Document section:
Segment Open

Right now it’s challenging for me to talk through hurt with one of my siblings. My brain wants to resort to name-calling and other angry-time speech options. We didn't develop conflict resolution skills between us in childhood, so now we're learning them as adults. We have a lot of unexpressed pain in my family. This pain is typically expressed through angry outbursts and/or withdrawal from communication. I want to be in a place where we allow ourselves to feel anger, directly express and discuss it in a healthy way, and fluidly continue with other topics. My sibling and I relate to each other around anger and hurt. We didn't talk much until the family moved overseas and our parents divorced. There was so much going on outside of our relationship’s world that we didn't focus much on our bond's needs. As a result, we related and yet did not relate. We talked about the chaos and related around the anger and hurt that surrounded us. Now, we want to talk with each other and neither one of us does it well. There isn't any chaos around which to relate. So, we either continue to create arguments so we can relate to that kind of pain, or we choose to build a new framework within which to relate. This one’s a lot of effort because some of the anger-argument creation is not completely conscious. It’s automatic sometimes.

Segment Closed

Activity list:
• A. Using the passage about talking through hurt with a sibling, answer these:
(i) What skills did the writer and the sibling not develop between them in childhood?
(ii) Which two events came before the writer and the sibling began talking much?
(iii) How is the pain in the writer's family typically expressed?
• B. Say whether each statement agrees with the passage about talking through hurt with a sibling, and quote the words that decide it:
(i) The writer and the sibling talked a lot before the family moved overseas.
(ii) The writer says all of the anger-argument creation is deliberate.
(iii) Both the writer and the sibling want to talk with each other.
• C. Please write the next part of the passage about talking through hurt with a sibling, picking up after its last sentence.
The lines play no part in any of this.

Items from a dataset

Segment Open

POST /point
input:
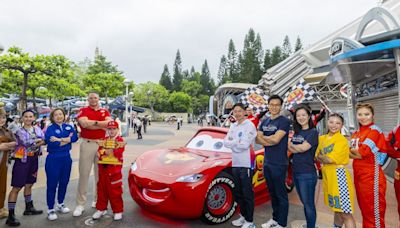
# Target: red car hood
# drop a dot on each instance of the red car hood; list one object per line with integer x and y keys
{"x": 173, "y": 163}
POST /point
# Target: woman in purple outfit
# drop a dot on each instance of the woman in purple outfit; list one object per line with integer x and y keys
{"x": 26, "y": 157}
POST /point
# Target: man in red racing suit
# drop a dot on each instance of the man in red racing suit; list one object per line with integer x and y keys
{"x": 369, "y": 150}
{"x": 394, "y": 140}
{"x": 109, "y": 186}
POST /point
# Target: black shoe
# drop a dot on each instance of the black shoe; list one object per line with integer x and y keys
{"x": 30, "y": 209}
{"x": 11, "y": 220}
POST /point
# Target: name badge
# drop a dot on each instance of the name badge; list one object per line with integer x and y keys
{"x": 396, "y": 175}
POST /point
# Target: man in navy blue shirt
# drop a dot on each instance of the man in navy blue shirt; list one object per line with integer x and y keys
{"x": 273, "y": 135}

Segment Closed
Segment Open

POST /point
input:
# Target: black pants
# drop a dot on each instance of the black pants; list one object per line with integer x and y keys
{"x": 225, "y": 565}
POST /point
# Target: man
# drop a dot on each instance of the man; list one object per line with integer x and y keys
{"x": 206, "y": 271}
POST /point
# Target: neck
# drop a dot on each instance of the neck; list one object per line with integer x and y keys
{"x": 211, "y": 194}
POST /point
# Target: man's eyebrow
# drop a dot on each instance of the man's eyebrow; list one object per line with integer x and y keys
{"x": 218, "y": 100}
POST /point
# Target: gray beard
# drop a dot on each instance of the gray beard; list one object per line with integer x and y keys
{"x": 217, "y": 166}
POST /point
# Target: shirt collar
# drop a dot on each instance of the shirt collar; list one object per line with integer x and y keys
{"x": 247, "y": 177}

Segment Closed

Per-task outputs:
• A.
(i) Conflict resolution skills.
(ii) The family moved overseas, and their parents divorced.
(iii) Through angry outbursts and/or withdrawal from communication.

• B.
(i) No: "We didn't talk much until the family moved overseas and our parents divorced."
(ii) No: "some of the anger-argument creation is not completely conscious. It’s automatic sometimes."
(iii) Yes: "Now, we want to talk with each other and neither one of us does it well."

• C.
I came across an interesting dissertation on culture and how it affects emotion expression, Cultural Orientation and Parent Emotion in the Chinese American Immigrant Family: Concurrent and Prospective Relations by Stephen Hanen Chen, https://escholarship.org/uc/item/1n43s5tf. [Total disclosure: I skimmed parts of it and read other sections in depth. I imagine it’s a document I’ll read here and there at various times over time. I didn’t know that there’s a whole section of psychological research that focuses on immigrant family experiences and emotion expression. That wowed me. I wonder if there’s a section of psychology that focuses on bicultural individuals’ experiences of culture.] The author brings up some interesting points that I hadn’t considered. He writes,
“It is an active process that transforms the biological being into a social individual …with a set of context-contingent identities” (Markus & Hamedani, 2007, p. 5). Applied to the present study of immigrant parents, this conceptualization of culture and psychology suggests that individuals exposed to a new culture both shape, and are shaped by their patterns of engagement with their host and heritage cultures. Engagement in external cultural domains – e.g., the languages they acquire or maintain, or the social circles in which they engage - may shape the construction and expression of their internal, biologically-based processes.”